TEXT EXCERPT ▸
University of Minnesota Conducts Cutting-Edge Phase 1 Clinical Trial: Gene Therapy Applied to Solid Tumors

University of Minnesota Conducts Cutting-Edge Phase 1 Clinical Trial Gene Therapy Applied to Solid Tumors

The University of Minnesota now conducts a Phase 2 clinical trial for the treatment of metastatic gastrointestinal solid tumor cancer. Exclusively conducted at the M Health Fairview University of Minnesota Medical Center, the team employs cutting-edge CRISPR genetic engineering and now is enrolling patients. This treatment, made possible by a consortia of National Cancer Institute (NCI) and University of Minnesota investigators, were the first to use CRISPR for editing a intracellular checkpoint known as Cytokine-Induced SH2 protein (CISH) in a bid to turbo charge T cells’ fight against cancer in the human clinical environment. The implications are significant as, to date, gene therapies have mostly shown promise with hematological malignancies. Now the potential to target solid tumors raises significant opportunity to address major cancers such as breast cancer, gastrointestinal cancer and lung cancer. The background to this potentially valuable investigational therapeutic involves concerted challenges to the exclusive grant of intellectual property license from NCI to the sponsor—the somewhat mysterious Intima Bioscience. TrialSite shines a little more light on the subject.

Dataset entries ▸

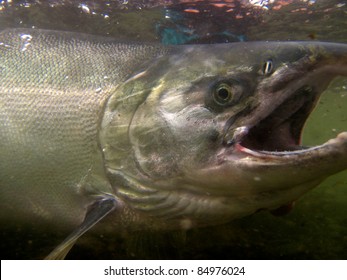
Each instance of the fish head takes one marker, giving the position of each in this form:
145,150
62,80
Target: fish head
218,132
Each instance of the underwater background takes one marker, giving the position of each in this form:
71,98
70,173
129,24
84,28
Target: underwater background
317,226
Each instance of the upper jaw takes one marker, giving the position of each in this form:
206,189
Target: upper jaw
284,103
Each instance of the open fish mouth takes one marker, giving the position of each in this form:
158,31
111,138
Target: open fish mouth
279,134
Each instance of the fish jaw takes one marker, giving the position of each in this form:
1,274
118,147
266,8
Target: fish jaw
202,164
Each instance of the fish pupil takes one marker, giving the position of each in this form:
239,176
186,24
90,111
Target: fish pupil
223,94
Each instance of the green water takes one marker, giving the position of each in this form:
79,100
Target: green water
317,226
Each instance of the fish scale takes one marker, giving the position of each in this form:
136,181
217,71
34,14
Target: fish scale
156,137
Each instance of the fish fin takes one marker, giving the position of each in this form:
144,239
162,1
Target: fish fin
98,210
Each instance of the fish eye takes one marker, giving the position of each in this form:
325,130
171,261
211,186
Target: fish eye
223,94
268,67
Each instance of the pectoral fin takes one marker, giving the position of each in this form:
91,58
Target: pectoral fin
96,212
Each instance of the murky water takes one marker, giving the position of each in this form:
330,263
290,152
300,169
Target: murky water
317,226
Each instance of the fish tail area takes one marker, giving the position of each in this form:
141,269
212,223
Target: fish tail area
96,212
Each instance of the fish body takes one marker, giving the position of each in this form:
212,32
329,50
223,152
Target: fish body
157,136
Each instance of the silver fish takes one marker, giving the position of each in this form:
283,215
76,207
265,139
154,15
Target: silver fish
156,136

TASK BRIEF ▸ Translate into Spanish this sentence from the gene therapy article above: "The implications are significant as, to date, gene therapies have mostly shown promise with hematological malignancies."

ANSWER TO THE EXERCISE ▸ Las implicaciones son significativas, ya que, hasta la fecha, las terapias génicas se han mostrado prometedoras principalmente en las neoplasias malignas hematológicas.